Event Recording with Probes

• Built-in probe Databases and corresponding performance charts: improved handling of Spring framework wrapping connections
• Built-in probe Processes: added recording of the process identifier (PID)
• Bug fixed: duplicated parent events might have been created for dependent events by built-in probes Files and Sockets
• Bug fixed: false alarm in event inspections "Socket connection opened but not used" and "Files opened but not used"

IDE Integration

• Eclipse: plugin code improvement and cleanup
• Eclipse: support of 3rd party launch configuration types improved (detail)
• Eclipse 4.5 supported (tested with M5)
• MyEclipse 2015 supported
• IntelliJ IDEA 15 EAP supported
• NetBeans 8.1 supported
• JDeveloper: added detection of 32 vs 64-bit Java to automatically choose appropriate agent bitness
• JDeveloper 12c supported

Miscellaneous

• New platform supported: Linux on PowerPC Little-Endian (ppc64le)
• New platform supported: Linux on AArch64
• UI: new feature: inline search in all tables and trees: click a table or a tree and start typing. In trees the search works in currently invisible (collapsed) nodes too, except for those in the object explorer and "Incoming References" because they are potentially infinite and in merged callees list and merged paths for performance considerations.

● TASK INSTRUCTIONS:
1. List each IDE version that the release notes mark as supported.
2. Quote the release notes starting at "IDE Integration" and ending at "PowerPC Little-Endian (ppc64le)".
3. Extend the profiler release notes with further entries, picking up after their final line.
The records that come next are separate material, unrelated to the release notes.

● DATA PROVIDED:
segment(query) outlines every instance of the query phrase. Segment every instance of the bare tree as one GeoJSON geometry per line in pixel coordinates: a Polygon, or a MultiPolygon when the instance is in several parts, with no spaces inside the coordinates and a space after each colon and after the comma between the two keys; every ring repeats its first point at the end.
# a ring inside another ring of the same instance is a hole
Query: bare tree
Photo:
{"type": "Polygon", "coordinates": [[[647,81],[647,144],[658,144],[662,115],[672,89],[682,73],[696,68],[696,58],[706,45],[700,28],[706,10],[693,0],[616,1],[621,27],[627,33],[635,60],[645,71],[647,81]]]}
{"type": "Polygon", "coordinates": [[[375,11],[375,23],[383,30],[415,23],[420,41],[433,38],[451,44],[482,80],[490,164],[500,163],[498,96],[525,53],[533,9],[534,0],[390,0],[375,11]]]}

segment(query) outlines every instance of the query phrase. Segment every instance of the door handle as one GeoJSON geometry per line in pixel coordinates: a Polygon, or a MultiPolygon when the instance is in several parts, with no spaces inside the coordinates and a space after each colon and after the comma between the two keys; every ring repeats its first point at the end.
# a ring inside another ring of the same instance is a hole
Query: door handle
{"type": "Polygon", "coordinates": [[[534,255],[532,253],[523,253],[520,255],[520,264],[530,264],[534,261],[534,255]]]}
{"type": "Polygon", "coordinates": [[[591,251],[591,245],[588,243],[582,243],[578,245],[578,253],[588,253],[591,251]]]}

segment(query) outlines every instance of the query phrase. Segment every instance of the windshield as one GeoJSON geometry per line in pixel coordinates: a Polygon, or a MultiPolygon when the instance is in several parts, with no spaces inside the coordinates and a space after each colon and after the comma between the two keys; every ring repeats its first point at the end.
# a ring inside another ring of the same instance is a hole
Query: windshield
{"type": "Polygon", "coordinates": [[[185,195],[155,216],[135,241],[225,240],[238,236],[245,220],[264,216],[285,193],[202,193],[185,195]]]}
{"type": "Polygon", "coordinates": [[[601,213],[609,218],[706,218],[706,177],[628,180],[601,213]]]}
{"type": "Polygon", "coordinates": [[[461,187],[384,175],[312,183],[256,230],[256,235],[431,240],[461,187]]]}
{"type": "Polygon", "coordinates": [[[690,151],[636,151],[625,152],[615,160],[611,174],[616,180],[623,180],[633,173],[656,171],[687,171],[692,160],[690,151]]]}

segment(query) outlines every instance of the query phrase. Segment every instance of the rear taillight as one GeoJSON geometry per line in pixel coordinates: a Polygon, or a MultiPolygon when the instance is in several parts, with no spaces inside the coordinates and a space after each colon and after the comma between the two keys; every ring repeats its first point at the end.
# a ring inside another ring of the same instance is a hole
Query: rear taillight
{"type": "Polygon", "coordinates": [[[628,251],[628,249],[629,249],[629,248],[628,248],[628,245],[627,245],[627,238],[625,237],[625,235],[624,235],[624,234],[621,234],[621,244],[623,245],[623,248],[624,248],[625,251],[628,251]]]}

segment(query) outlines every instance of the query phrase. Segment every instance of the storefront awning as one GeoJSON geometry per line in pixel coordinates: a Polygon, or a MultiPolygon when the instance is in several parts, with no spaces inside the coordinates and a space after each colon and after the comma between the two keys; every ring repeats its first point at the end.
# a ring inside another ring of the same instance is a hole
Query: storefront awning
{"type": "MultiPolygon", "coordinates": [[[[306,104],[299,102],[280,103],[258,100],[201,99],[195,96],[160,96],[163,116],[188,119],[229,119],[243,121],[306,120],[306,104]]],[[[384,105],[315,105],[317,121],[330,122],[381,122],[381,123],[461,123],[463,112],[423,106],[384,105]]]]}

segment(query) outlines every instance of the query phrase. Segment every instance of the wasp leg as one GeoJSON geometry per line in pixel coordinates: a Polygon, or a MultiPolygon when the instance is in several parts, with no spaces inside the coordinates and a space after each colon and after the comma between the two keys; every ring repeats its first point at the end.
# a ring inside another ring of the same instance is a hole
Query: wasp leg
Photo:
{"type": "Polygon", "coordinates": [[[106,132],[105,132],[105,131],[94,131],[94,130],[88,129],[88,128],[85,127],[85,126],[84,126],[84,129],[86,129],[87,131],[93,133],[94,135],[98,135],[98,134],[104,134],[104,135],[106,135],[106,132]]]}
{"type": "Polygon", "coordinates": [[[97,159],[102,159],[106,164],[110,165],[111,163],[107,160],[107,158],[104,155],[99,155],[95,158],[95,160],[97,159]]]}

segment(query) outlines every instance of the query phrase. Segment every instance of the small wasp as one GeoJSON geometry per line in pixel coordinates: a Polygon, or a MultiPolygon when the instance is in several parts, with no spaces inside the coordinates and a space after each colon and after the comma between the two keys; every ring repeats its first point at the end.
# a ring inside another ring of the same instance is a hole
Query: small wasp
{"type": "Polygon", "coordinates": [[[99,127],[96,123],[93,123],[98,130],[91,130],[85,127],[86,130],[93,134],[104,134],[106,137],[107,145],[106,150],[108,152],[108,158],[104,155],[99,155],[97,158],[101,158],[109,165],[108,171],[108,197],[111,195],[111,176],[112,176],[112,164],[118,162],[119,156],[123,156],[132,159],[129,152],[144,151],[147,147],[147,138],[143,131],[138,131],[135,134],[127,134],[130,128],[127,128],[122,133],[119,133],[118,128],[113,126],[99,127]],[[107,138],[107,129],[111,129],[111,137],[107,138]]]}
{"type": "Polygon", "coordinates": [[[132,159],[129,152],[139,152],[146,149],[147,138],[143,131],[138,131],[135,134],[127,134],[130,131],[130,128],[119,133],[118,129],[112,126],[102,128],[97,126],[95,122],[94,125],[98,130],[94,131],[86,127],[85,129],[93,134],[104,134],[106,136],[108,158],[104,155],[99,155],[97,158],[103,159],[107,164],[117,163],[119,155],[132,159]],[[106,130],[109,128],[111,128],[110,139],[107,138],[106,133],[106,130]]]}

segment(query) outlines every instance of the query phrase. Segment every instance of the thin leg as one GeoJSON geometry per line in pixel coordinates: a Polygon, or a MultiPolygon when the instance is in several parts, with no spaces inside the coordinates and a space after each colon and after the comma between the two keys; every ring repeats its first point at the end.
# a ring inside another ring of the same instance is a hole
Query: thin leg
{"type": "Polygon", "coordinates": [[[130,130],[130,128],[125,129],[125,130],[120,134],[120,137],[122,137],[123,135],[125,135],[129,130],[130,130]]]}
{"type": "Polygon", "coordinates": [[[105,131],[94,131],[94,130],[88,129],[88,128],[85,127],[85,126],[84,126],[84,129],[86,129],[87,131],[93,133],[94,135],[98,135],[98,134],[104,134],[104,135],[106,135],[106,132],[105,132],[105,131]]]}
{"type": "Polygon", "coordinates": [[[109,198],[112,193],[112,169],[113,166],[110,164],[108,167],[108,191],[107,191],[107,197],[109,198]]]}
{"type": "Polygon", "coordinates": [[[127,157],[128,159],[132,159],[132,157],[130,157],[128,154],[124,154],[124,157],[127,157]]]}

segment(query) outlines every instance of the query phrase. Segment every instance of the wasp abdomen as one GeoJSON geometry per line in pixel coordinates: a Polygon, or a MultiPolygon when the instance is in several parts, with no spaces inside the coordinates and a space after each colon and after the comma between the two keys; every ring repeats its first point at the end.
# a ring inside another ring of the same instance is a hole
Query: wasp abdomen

● SOLVED TASKS:
1.
- Eclipse 4.5 (tested with M5)
- MyEclipse 2015
- IntelliJ IDEA 15 EAP
- NetBeans 8.1
- JDeveloper 12c

2.
IDE Integration

• Eclipse: plugin code improvement and cleanup
• Eclipse: support of 3rd party launch configuration types improved (detail)
• Eclipse 4.5 supported (tested with M5)
• MyEclipse 2015 supported
• IntelliJ IDEA 15 EAP supported
• NetBeans 8.1 supported
• JDeveloper: added detection of 32 vs 64-bit Java to automatically choose appropriate agent bitness
• JDeveloper 12c supported

Miscellaneous

• New platform supported: Linux on PowerPC Little-Endian (ppc64le)

3.
  

• Welcome screen: added a list of recent remote connections
• IBM Java 8 supported

• IBM Java: profiling overhead has been significantly reduced.

  Caveat: as the result, the following profiling capabilities are no longer enabled by default:

  • exception telemetry;
  • local variable names in memory snapshots (stacks and threads are not affected).

  You may return them (as well as associated overhead) by specifying startup options _enable_exception_events and _with_local_vars respectively.

• New feature: profiler agent status can be checked by opening http://localhost:<agent port> for a local profiled application or http://<remote host>:<agent port> for a remote profiled application in a web browser. The shown page resembles the content of the Summary tab in the profiler UI plus provides detail on currently active profiling modes.
• Agent: bytecode instrumentation optimizations and bug fixes. In particular, the changes solve issues with Groovy classes and classes obfuscated with ProGuard.
• Agent: startup option sessionname now allows to use an environment variable value by specifying its name in curly brackets. The default, automatically generated session name can be specified via {default}. For example, to append the host name to the default name, use sessionname={default}-{HOSTNAME} on UNIX and sessionname={default}-{COMPUTERNAME} on Windows.
• Agent: new startup option log_sys_time makes each entry of the agent log file annotated with system date and time, in addition to the process uptime
• Agent: attach mode: to reduce the pause on attach that can be observed for some applications (e.g. IntelliJ IDEA), the built-in probes JUnitTests and TestNG are now by default disabled
• UI: the profiler UI itself now requires Java 7 or newer to run. Note: profiling of Java 6 applications remains fully supported.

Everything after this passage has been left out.